| Problem statement |
Output all lines exactly.

─── Data for this exercise

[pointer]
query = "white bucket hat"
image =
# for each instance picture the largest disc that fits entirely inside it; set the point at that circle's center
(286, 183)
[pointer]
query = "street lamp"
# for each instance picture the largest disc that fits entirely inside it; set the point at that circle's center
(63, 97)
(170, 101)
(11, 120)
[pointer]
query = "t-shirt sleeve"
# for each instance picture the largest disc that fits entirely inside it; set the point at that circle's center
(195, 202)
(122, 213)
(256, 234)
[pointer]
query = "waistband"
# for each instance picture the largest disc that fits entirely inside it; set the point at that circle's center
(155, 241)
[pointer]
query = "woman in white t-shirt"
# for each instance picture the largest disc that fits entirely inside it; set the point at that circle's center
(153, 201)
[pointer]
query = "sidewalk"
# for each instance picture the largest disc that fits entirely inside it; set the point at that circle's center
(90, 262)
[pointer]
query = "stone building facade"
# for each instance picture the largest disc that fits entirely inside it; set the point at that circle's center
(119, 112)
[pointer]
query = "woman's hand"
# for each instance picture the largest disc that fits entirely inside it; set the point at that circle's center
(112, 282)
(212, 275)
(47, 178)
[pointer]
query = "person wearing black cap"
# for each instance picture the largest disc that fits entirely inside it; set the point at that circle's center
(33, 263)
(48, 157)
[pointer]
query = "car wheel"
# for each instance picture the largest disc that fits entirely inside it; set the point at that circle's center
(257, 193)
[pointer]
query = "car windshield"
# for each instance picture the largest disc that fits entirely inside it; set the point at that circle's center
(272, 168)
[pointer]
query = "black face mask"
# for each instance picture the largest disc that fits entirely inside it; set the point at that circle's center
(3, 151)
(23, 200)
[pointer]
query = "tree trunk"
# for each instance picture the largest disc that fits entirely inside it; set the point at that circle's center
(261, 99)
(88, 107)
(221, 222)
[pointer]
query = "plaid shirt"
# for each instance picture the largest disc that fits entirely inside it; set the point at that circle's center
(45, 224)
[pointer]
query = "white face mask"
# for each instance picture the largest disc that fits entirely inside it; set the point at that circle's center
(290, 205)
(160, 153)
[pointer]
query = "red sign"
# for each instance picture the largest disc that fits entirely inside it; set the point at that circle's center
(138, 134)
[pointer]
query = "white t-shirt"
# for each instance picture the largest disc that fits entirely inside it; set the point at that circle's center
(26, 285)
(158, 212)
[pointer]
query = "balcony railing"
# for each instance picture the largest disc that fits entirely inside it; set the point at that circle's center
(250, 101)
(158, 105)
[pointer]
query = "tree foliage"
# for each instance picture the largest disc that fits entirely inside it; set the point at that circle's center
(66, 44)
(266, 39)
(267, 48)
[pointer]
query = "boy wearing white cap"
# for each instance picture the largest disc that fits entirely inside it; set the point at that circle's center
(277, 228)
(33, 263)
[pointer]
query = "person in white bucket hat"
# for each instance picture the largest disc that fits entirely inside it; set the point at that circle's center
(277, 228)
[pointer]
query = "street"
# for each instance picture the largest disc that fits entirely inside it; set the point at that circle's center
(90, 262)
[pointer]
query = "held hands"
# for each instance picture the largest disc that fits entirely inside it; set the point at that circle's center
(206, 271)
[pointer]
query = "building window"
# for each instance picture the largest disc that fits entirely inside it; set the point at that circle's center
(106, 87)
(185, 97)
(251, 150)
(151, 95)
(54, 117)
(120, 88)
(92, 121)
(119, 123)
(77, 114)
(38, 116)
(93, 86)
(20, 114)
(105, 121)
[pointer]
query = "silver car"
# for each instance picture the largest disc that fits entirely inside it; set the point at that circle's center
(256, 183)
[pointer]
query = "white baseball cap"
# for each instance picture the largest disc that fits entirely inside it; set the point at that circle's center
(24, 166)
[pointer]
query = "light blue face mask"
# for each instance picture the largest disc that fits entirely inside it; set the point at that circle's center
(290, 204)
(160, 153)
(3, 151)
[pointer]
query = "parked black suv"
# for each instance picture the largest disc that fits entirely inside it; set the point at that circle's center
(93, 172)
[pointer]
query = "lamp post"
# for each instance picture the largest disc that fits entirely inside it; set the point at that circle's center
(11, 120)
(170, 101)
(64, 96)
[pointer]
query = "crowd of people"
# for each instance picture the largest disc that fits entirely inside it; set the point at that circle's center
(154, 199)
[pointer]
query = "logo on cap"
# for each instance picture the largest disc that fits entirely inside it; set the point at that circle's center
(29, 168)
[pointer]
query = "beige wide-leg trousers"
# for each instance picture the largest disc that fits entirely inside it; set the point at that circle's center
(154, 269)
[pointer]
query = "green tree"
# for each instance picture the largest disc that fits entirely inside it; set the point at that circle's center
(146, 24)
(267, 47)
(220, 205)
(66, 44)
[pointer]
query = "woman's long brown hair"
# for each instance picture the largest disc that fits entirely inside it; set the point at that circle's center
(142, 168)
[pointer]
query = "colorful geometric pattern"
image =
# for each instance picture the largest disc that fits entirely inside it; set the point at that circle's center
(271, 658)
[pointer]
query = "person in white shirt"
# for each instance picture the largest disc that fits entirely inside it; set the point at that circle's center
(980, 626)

──────

| Finished answer |
[pointer]
query = "white bucket hat"
image =
# for each instance picture the largest disc that fits entirely inside it; set the point at that circle's center
(286, 183)
[pointer]
query = "street lamp"
# for each instance picture the largest disc that fits entirely inside it; set the point at that circle's center
(63, 97)
(170, 101)
(11, 120)
[pointer]
query = "t-shirt sleeve"
# for each instance picture the largest disc that fits entirely inside it; set the point at that circle's center
(195, 202)
(122, 213)
(256, 234)
[pointer]
query = "waistband"
# for each instance picture the largest disc that fits entirely inside it; set the point at that circle's center
(155, 241)
[pointer]
query = "woman in white t-shirt"
# for each instance picture the largest disc that fits entirely inside it; set the point at that circle's center
(153, 201)
[pointer]
query = "sidewalk"
# for each instance picture the largest disc that fits entirely inside it; set the point at that circle's center
(90, 262)
[pointer]
query = "stone building facade"
# for each instance picture the largest disc that fits entirely inside it; set the point at that circle's center
(119, 112)
[pointer]
query = "woman's hand"
# for each instance picture the largest disc that fits entirely inside it; set the point at that circle's center
(112, 282)
(212, 275)
(47, 178)
[pointer]
query = "person wearing black cap"
# for each instance picture the largest disc that fits entirely inside it; set the point at that circle's center
(33, 263)
(48, 157)
[pointer]
query = "car wheel"
# for each instance picture the largest disc that fits entirely inside it; set the point at that circle's center
(257, 193)
[pointer]
query = "car windshield"
# for each instance picture the largest disc that fits entirely inside it; set the point at that circle's center
(272, 168)
[pointer]
query = "black face mask"
# for each instance picture the largest disc that fits entirely inside it; set the point at that circle's center
(3, 151)
(23, 200)
[pointer]
query = "tree trunk"
# for each instance picture the largest disc that fits entirely inside it; set the point at that circle's center
(261, 99)
(88, 107)
(221, 222)
[pointer]
query = "plaid shirt"
# for each instance picture the largest disc that fits entirely inside it; set the point at that circle's center
(45, 224)
[pointer]
query = "white face mask"
# for each instance picture the largest disc that fits entirely inside it; set the point at that circle's center
(290, 205)
(160, 153)
[pointer]
query = "red sign"
# for each instance picture the largest disc that fits entirely inside it; set the point at that circle's center
(138, 134)
[pointer]
query = "white t-shirt"
# for each instance picture the largest disc that fits entirely inside it; set the point at that circle's center
(26, 285)
(158, 212)
[pointer]
query = "balcony railing"
# for each instance picture the largest disc that fits entirely inside it; set the point at that circle's center
(250, 101)
(158, 105)
[pointer]
query = "tree foliage"
# for each instance picture the largest disc that fits entirely inside it; set the point at that circle's center
(66, 44)
(266, 39)
(267, 48)
[pointer]
query = "boy wearing white cap"
# for each instance picture the largest disc that fits entirely inside it; set the point at that circle's center
(277, 228)
(33, 263)
[pointer]
query = "person in white bucket hat"
# for each instance picture the largest disc that fits entirely inside it; set the point at that circle's center
(277, 228)
[pointer]
query = "street"
# for each instance picture the largest disc that fits entirely inside it; set the point at that circle's center
(90, 262)
[pointer]
query = "held hands"
# for each instance picture the largest disc that fits entirely inside it; set the point at that circle's center
(206, 271)
[pointer]
query = "building window"
# for each instance picture the largest disc that fits entirely inside it; set the point at that circle's center
(106, 87)
(185, 97)
(251, 150)
(151, 95)
(54, 117)
(120, 88)
(92, 121)
(119, 123)
(77, 114)
(38, 116)
(93, 86)
(20, 114)
(105, 121)
[pointer]
query = "silver car"
# for each instance picture the largest disc that fits entirely inside it; set the point at that circle's center
(256, 183)
[pointer]
query = "white baseball cap"
# for each instance picture the largest disc that fits entirely inside it; set the point at that circle's center
(24, 166)
[pointer]
query = "light blue face mask"
# for each instance picture the largest disc that fits entirely inside it; set the point at that circle's center
(290, 204)
(160, 153)
(3, 151)
[pointer]
query = "parked black suv"
# for each instance picture the largest disc that fits entirely inside it; set the point at that circle's center
(93, 172)
[pointer]
query = "lamp post"
# for each instance picture the largest disc that fits entirely inside it; set the point at that circle's center
(11, 120)
(170, 101)
(64, 96)
[pointer]
query = "crowd of people"
# for each instance picture the largest disc that fits entirely inside it; set the point at that circle's center
(154, 199)
[pointer]
query = "logo on cap"
# for each instance picture the largest disc that fits entirely inside it; set the point at that circle's center
(29, 168)
[pointer]
query = "beige wide-leg trousers"
# for each instance picture the largest disc that fits entirely inside it; set the point at that circle's center
(154, 269)
[pointer]
query = "green tree"
# for each instance picture the largest disc that fits entirely inside it; set the point at that circle's center
(146, 24)
(267, 47)
(220, 205)
(66, 44)
[pointer]
query = "woman's long brown hair"
# for each instance picture the largest disc that fits entirely inside it; set the point at that circle's center
(142, 168)
[pointer]
query = "colorful geometric pattern"
image =
# for each instance picture the largest disc that fits entirely inside it; set the point at that circle's center
(271, 658)
[pointer]
query = "person in white shirt"
# for each instance picture the largest disc that fits entirely inside it; set the point at that circle's center
(980, 626)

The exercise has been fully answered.